What is needed: When you reach the listing below, copy each line exactly.
---
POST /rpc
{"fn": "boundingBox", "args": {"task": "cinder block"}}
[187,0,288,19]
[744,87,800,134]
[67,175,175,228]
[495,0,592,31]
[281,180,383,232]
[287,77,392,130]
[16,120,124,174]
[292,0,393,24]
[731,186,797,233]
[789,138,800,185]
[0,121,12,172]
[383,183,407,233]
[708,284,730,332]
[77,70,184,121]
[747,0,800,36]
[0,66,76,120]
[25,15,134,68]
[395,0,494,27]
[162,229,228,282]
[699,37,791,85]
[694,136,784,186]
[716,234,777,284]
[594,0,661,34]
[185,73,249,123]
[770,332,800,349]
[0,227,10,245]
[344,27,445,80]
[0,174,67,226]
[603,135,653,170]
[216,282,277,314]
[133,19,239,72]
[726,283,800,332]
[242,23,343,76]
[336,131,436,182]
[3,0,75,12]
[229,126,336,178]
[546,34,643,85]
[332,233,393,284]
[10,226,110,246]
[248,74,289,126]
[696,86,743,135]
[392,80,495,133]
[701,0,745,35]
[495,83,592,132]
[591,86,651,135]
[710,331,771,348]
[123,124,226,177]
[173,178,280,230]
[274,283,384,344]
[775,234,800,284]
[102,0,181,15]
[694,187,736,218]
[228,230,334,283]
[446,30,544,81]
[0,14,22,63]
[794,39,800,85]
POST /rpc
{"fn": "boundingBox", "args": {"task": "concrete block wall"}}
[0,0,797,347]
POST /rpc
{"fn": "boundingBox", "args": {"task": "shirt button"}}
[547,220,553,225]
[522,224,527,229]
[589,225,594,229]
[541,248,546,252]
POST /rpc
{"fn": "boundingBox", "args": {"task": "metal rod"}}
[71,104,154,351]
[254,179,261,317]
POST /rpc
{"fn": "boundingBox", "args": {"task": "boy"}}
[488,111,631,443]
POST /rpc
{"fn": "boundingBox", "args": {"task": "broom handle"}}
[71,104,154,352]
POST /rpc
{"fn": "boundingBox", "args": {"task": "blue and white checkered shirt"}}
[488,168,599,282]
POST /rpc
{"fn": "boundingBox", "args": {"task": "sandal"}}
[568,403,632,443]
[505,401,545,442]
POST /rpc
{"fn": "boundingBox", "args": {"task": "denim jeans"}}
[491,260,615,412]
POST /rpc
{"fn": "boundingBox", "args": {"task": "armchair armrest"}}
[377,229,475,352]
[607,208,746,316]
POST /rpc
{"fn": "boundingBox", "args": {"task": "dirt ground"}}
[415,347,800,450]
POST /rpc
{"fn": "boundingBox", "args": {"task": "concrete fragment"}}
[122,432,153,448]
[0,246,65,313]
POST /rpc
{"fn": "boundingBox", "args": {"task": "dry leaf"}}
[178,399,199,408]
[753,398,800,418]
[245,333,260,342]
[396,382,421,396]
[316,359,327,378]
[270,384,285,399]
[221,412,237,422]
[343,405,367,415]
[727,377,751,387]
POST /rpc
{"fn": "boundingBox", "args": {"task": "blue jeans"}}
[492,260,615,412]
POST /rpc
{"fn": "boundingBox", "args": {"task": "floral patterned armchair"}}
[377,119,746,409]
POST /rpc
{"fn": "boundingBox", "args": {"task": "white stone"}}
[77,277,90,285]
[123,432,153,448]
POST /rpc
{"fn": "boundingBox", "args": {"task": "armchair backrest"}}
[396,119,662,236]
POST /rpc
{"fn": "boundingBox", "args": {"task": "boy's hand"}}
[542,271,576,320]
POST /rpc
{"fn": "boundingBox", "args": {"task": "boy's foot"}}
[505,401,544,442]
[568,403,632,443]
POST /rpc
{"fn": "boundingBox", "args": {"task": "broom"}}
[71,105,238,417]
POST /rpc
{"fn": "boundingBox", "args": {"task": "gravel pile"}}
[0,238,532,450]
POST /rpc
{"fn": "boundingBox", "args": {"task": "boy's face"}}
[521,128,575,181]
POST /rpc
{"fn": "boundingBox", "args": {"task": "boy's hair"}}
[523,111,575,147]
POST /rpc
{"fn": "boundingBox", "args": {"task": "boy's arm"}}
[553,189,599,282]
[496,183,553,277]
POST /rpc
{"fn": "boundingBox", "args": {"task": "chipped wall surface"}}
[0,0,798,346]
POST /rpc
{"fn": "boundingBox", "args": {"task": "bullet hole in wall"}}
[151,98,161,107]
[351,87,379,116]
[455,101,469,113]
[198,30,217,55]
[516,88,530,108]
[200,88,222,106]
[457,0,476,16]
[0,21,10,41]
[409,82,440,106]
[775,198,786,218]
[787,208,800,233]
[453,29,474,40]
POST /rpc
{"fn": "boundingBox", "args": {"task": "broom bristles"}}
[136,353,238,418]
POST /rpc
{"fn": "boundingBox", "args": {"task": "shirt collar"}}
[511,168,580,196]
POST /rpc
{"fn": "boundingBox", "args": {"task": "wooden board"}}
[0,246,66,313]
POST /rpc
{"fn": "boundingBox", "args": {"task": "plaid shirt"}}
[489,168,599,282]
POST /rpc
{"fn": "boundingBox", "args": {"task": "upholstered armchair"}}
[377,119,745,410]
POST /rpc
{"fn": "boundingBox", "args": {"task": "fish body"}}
---
Response:
POST /rpc
{"fn": "boundingBox", "args": {"task": "cinder block"}}
[187,0,288,19]
[744,87,800,134]
[67,175,175,228]
[495,0,592,31]
[281,180,383,232]
[287,77,392,130]
[16,120,124,174]
[292,0,393,24]
[731,186,797,233]
[789,138,800,185]
[0,121,12,172]
[383,183,407,233]
[708,284,730,332]
[77,70,184,121]
[747,0,800,36]
[0,66,76,120]
[25,15,134,68]
[395,0,494,27]
[162,229,228,282]
[699,37,791,85]
[694,136,784,186]
[716,234,777,284]
[594,0,661,34]
[185,73,249,123]
[770,332,800,349]
[0,227,10,245]
[344,27,445,80]
[0,174,67,226]
[603,135,653,170]
[216,282,277,314]
[133,19,239,72]
[726,283,800,332]
[242,23,343,76]
[336,131,436,182]
[3,0,75,12]
[229,126,336,178]
[546,34,643,85]
[332,233,393,284]
[10,226,110,246]
[248,74,289,126]
[696,86,743,135]
[392,80,495,133]
[701,0,745,35]
[495,83,592,132]
[591,86,651,135]
[710,331,771,348]
[123,124,226,177]
[173,178,280,230]
[274,283,384,344]
[775,234,800,284]
[102,0,181,15]
[694,187,736,218]
[228,230,334,283]
[446,30,544,81]
[0,14,22,63]
[794,39,800,85]
POST /rpc
{"fn": "boundingBox", "args": {"task": "concrete block wall"}}
[0,0,797,347]
POST /rpc
{"fn": "boundingBox", "args": {"task": "shirt button"}}
[547,220,553,225]
[522,224,527,229]
[589,225,594,229]
[541,248,546,252]
POST /rpc
{"fn": "boundingBox", "args": {"task": "metal rod"}}
[71,104,154,351]
[254,179,261,317]
POST /rpc
{"fn": "boundingBox", "args": {"task": "boy"}}
[488,111,631,443]
POST /rpc
{"fn": "boundingBox", "args": {"task": "broom handle"}}
[71,104,154,352]
POST /rpc
{"fn": "boundingBox", "args": {"task": "blue and white checkered shirt"}}
[488,168,599,282]
POST /rpc
{"fn": "boundingBox", "args": {"task": "sandal"}}
[568,403,632,443]
[505,401,545,442]
POST /rpc
{"fn": "boundingBox", "args": {"task": "denim jeans"}}
[491,260,615,412]
POST /rpc
{"fn": "boundingBox", "args": {"task": "armchair armrest"}}
[377,229,475,352]
[607,208,746,316]
POST /rpc
{"fn": "boundingBox", "args": {"task": "dirt ground"}}
[415,347,800,450]
POST /rpc
{"fn": "boundingBox", "args": {"task": "concrete fragment"}}
[122,432,153,448]
[0,246,65,313]
POST /rpc
{"fn": "boundingBox", "args": {"task": "dry leaf"}}
[178,399,199,408]
[753,398,800,418]
[245,333,260,342]
[396,382,421,396]
[316,359,327,378]
[270,384,285,399]
[221,412,237,422]
[343,405,367,415]
[727,377,751,387]
POST /rpc
{"fn": "boundingBox", "args": {"task": "blue jeans"}}
[492,260,615,412]
POST /rpc
{"fn": "boundingBox", "args": {"task": "floral patterned armchair"}}
[377,119,746,409]
POST /rpc
{"fn": "boundingBox", "args": {"task": "white stone"}}
[77,277,90,285]
[123,432,153,448]
POST /rpc
{"fn": "boundingBox", "args": {"task": "armchair backrest"}}
[396,119,662,236]
POST /rpc
{"fn": "boundingBox", "args": {"task": "boy's hand"}}
[542,271,576,320]
POST /rpc
{"fn": "boundingBox", "args": {"task": "boy's foot"}}
[505,401,544,442]
[568,403,632,443]
POST /rpc
{"fn": "boundingBox", "args": {"task": "broom"}}
[71,105,238,417]
POST /rpc
{"fn": "boundingBox", "args": {"task": "gravel pile"}}
[0,238,532,450]
POST /rpc
{"fn": "boundingBox", "args": {"task": "boy's face"}}
[521,128,575,181]
POST /rpc
{"fn": "boundingBox", "args": {"task": "boy's hair"}}
[523,111,575,147]
POST /rpc
{"fn": "boundingBox", "args": {"task": "boy's arm"}}
[553,189,599,282]
[496,183,553,277]
POST /rpc
{"fn": "boundingBox", "args": {"task": "chipped wall surface"}}
[0,0,798,346]
POST /rpc
{"fn": "boundingBox", "args": {"task": "bullet hole in wall"}}
[151,98,161,107]
[351,87,379,116]
[455,101,469,113]
[198,30,217,55]
[516,88,530,108]
[200,88,222,106]
[457,0,476,16]
[0,21,10,41]
[409,82,440,106]
[775,198,786,218]
[787,208,800,233]
[453,29,474,40]
POST /rpc
{"fn": "boundingBox", "args": {"task": "broom bristles"}}
[136,353,238,418]
POST /rpc
{"fn": "boundingBox", "args": {"task": "shirt collar"}}
[511,168,580,196]
POST /rpc
{"fn": "boundingBox", "args": {"task": "wooden board"}}
[0,246,66,313]
POST /rpc
{"fn": "boundingBox", "args": {"task": "plaid shirt"}}
[489,168,599,282]
POST /rpc
{"fn": "boundingBox", "args": {"task": "upholstered armchair"}}
[377,119,745,410]
POST /rpc
{"fn": "boundingBox", "args": {"task": "fish body"}}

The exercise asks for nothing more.